● **GIVEN EXERCISE**: Copy exactly the last part of the entries, starting from the line with "Would you be able to tag each instance of the slender" and including the final line.

--- Begin EXTRACTED DATA ---

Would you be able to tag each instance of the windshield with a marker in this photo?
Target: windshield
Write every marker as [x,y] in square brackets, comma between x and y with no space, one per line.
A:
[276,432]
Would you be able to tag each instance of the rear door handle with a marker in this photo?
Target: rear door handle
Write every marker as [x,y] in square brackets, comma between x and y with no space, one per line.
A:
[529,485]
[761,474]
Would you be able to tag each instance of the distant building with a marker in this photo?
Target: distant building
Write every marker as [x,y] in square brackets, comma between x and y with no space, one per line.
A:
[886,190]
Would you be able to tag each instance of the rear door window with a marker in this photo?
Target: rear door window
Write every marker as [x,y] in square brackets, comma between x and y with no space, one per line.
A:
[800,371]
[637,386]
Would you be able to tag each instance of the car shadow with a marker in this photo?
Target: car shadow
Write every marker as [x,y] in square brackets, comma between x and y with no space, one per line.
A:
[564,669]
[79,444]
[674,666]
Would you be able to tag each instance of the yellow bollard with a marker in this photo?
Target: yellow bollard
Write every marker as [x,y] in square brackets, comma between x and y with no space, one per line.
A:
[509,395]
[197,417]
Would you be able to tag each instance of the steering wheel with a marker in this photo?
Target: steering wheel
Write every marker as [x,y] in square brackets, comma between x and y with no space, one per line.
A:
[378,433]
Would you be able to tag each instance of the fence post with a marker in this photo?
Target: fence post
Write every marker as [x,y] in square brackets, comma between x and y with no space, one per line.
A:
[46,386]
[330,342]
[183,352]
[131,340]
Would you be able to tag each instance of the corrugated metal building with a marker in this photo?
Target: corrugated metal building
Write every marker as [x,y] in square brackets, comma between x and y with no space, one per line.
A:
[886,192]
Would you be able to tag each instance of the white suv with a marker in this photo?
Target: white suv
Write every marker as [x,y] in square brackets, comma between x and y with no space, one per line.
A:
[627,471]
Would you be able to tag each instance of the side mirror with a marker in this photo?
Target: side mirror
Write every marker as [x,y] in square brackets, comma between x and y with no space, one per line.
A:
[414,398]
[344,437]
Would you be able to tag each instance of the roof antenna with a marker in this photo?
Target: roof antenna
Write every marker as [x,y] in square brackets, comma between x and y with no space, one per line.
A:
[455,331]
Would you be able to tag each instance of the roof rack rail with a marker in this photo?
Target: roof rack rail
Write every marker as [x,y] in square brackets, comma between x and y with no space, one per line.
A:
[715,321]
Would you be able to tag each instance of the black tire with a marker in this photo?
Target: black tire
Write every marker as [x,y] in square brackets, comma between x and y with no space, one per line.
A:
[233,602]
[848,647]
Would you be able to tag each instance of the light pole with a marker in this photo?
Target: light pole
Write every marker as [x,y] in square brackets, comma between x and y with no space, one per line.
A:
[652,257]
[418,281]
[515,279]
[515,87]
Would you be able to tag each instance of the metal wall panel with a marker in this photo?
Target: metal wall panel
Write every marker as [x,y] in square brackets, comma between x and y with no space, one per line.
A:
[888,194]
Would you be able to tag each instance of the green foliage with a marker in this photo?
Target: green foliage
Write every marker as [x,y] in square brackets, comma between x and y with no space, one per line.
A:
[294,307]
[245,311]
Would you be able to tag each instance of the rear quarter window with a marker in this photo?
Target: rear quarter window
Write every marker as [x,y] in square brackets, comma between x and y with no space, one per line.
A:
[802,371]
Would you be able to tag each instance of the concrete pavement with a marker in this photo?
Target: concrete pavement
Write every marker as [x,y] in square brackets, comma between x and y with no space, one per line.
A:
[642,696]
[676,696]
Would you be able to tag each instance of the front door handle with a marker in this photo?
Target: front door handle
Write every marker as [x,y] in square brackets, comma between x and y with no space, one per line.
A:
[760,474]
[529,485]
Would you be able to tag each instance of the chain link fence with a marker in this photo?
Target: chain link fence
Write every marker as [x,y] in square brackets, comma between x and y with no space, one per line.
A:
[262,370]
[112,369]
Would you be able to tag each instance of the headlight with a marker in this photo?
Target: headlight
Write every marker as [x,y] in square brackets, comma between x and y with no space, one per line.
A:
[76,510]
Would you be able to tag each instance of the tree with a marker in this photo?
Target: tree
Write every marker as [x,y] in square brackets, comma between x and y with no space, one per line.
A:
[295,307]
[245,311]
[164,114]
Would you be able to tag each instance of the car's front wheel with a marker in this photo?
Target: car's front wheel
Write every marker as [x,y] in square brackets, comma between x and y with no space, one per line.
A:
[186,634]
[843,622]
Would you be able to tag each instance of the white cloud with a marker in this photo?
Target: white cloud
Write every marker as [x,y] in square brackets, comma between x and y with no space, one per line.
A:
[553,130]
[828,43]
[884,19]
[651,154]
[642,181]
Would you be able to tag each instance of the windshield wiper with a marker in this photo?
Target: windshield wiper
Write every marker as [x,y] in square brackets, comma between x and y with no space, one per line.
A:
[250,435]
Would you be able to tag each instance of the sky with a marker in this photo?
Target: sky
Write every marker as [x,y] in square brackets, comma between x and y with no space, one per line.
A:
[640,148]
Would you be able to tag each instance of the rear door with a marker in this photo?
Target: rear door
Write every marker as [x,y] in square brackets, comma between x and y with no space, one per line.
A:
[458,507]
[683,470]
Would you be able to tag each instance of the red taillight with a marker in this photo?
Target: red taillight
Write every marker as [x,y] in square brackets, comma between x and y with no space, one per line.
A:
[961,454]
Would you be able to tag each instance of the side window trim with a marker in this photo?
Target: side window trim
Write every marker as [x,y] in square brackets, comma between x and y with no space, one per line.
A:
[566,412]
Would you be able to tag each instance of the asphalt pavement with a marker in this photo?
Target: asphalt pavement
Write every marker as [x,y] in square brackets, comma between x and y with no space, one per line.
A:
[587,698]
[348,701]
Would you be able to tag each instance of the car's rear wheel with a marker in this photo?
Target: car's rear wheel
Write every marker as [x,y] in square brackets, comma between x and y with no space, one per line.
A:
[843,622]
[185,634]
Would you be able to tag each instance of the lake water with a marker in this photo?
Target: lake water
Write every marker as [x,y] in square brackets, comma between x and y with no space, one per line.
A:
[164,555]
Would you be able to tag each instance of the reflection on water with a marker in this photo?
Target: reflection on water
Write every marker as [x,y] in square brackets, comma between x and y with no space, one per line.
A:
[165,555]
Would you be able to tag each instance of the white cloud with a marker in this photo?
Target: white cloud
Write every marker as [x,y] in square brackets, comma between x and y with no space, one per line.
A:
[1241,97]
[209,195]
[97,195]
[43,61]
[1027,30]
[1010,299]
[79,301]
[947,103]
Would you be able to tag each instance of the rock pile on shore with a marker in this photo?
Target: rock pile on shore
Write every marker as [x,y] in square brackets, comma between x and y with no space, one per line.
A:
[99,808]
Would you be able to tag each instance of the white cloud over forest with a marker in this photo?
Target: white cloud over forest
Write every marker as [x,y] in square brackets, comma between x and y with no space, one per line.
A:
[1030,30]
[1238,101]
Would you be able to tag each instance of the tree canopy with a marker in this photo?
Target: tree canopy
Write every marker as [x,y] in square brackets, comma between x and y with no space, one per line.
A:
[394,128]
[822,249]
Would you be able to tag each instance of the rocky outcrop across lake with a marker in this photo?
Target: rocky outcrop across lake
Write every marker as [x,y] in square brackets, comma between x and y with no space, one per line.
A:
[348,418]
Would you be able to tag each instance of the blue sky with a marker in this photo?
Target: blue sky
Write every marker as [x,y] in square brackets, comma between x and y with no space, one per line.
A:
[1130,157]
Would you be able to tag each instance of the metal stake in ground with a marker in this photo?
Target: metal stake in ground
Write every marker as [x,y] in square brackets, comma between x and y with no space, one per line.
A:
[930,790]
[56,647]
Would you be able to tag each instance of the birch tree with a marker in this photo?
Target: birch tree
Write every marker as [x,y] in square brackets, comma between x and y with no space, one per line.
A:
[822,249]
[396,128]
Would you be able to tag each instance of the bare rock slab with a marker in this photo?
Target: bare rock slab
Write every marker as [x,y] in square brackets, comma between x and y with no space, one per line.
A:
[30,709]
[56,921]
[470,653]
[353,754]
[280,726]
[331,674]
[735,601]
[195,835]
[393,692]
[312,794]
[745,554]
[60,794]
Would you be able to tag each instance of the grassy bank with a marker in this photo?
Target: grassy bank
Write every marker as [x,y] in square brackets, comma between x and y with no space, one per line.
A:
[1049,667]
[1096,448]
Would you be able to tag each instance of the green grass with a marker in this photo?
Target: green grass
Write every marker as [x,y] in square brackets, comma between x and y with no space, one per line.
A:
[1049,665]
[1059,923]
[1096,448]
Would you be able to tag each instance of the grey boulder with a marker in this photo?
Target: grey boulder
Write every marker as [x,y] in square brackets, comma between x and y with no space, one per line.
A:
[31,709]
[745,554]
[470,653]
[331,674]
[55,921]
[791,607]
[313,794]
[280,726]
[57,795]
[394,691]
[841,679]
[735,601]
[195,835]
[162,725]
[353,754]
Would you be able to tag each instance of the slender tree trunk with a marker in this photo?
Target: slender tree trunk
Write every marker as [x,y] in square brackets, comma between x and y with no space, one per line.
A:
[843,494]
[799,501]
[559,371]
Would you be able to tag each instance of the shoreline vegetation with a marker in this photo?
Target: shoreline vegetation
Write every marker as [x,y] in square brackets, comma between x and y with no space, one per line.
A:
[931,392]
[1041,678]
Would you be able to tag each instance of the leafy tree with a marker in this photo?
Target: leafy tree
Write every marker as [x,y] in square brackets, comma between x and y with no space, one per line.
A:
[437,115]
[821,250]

--- End EXTRACTED DATA ---

● **ANSWER TO THIS EXERCISE**:
Would you be able to tag each instance of the slender tree trunk with a marker in this photo?
Target: slender tree trunk
Write every marker as [x,y] in square brackets, comma between x and y with no space, one per line.
A:
[843,494]
[799,501]
[559,371]
Would you be able to tag each instance of the shoreline vegetation with a marker in this photo?
Target: shoreline vegetation
Write every marker as [x,y] in square brackets, comma between x and y with no space, one per line.
A:
[931,392]
[1041,678]
Would you be able to tag each instance of the leafy tree with a marker in this photo?
Target: leafy tree
Write every marker as [x,y] in square brackets, comma between x and y with no space, one per line.
A:
[437,115]
[821,250]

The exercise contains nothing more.